◆ Written problem ◆
Convert all of the records below into a two-column CSV with the columns "prompt" and "points," with one row per phrase. Put the Quickstart text and its phrase in one quoted "prompt" field and the matching pixel lines in one quoted "points" field, replacing line breaks with spaces, and leave out the pictures.

>> start Information provided

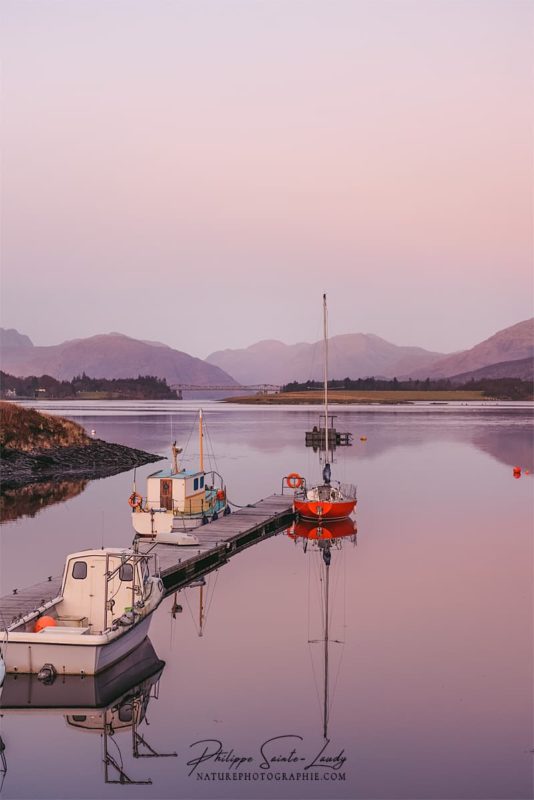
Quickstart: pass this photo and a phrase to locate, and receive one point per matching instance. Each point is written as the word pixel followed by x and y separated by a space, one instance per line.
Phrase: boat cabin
pixel 99 586
pixel 181 492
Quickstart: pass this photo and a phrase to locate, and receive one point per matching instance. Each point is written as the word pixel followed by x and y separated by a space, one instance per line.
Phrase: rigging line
pixel 186 445
pixel 211 451
pixel 112 739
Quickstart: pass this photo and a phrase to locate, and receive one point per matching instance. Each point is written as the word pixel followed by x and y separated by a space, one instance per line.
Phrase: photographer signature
pixel 272 753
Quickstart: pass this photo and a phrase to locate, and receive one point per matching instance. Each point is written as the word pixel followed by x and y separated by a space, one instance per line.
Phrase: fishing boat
pixel 179 500
pixel 101 614
pixel 329 500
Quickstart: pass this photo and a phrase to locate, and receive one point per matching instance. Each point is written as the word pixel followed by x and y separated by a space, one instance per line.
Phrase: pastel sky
pixel 198 172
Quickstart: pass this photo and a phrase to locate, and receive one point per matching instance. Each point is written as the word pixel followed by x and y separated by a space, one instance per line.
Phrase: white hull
pixel 75 654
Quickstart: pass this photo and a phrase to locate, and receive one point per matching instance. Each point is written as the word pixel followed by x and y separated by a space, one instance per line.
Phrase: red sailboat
pixel 329 500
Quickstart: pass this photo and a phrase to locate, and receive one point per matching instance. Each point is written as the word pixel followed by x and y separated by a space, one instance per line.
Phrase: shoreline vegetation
pixel 144 387
pixel 37 447
pixel 394 392
pixel 336 396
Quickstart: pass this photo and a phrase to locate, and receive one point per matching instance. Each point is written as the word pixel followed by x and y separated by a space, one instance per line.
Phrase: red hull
pixel 318 509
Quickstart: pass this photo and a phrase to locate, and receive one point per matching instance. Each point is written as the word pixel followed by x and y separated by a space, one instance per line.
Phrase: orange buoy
pixel 293 480
pixel 44 622
pixel 135 500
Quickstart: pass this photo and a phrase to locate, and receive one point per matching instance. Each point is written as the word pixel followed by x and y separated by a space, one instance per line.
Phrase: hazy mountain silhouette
pixel 354 355
pixel 9 337
pixel 519 368
pixel 111 355
pixel 511 344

>> end Information provided

◆ Response to the task ◆
prompt,points
"Quickstart: pass this photo and a phrase to locate, and receive one point per matching instance. Each point is written as the word pixel followed by x and y separated by a space, one instance per line. Phrase: boat cabin","pixel 99 586 pixel 181 492"
"Quickstart: pass this photo and a phrase to locate, and receive one point per matching instance. Each point is written as the word pixel followed by x and y separated by a space, one instance per line. Phrase: rigging line","pixel 186 445 pixel 211 451 pixel 112 739"
"Quickstart: pass this photo and a phrase to locate, and receive one point per matching instance. Each point is written as the word pixel followed by x and y separated by a space, one instance per line. Phrase: photographer signature","pixel 272 753"
"Quickstart: pass this photo and a phrase to locate, and receive one point per matching instance. Each point is written as the word pixel followed by x and y separated by a space, one instance per line. Phrase: fishing boat","pixel 179 500 pixel 101 614 pixel 329 500"
"Quickstart: pass this photo and a phrase to locate, and receive one point per matching instance. Each point is written as the word pixel followed by x and y separated by a space, one instance per line. Phrase: pastel sky","pixel 198 172"
"Quickstart: pass this photo and a phrase to locate, and receive one point per matching instance. Each point is written as the word pixel followed by x and y separated by a space, one instance per line. Phrase: white hull","pixel 75 654"
"Quickstart: pass this photo and a phrase to locate, and receive one point per matching instance. Each point is written as the word pixel followed by x and y separated by a space, one instance per line. Phrase: red sailboat","pixel 329 500"
"Quickstart: pass this photo and a phrase to locate, and receive one point per matching instance. Each point is written as the word pixel followed by x and y separated by a space, one instance per line. Phrase: shoreline vegetation","pixel 144 387 pixel 37 447 pixel 394 392 pixel 336 396"
"Quickstart: pass this photo and a phrase to locate, and receive one point per matching instance. Each point is written as the word pixel followed by x and y separated by a space, one instance per line. Phrase: red hull","pixel 318 509"
"Quickstart: pass this photo and a phrase to locate, and receive one point per matching instance. Each point is written as the word pixel followed by x and y separated by a space, one instance per line. Phrase: orange buoy","pixel 293 480 pixel 44 622 pixel 135 500"
"Quickstart: pass this photo and a phrase to locate, and receive one point per matching instance. Each point is written as the word pixel followed by x and y separated by a space, one instance per line. Phrase: hazy mountain silhouette","pixel 354 355 pixel 9 337 pixel 519 368 pixel 111 355 pixel 511 344"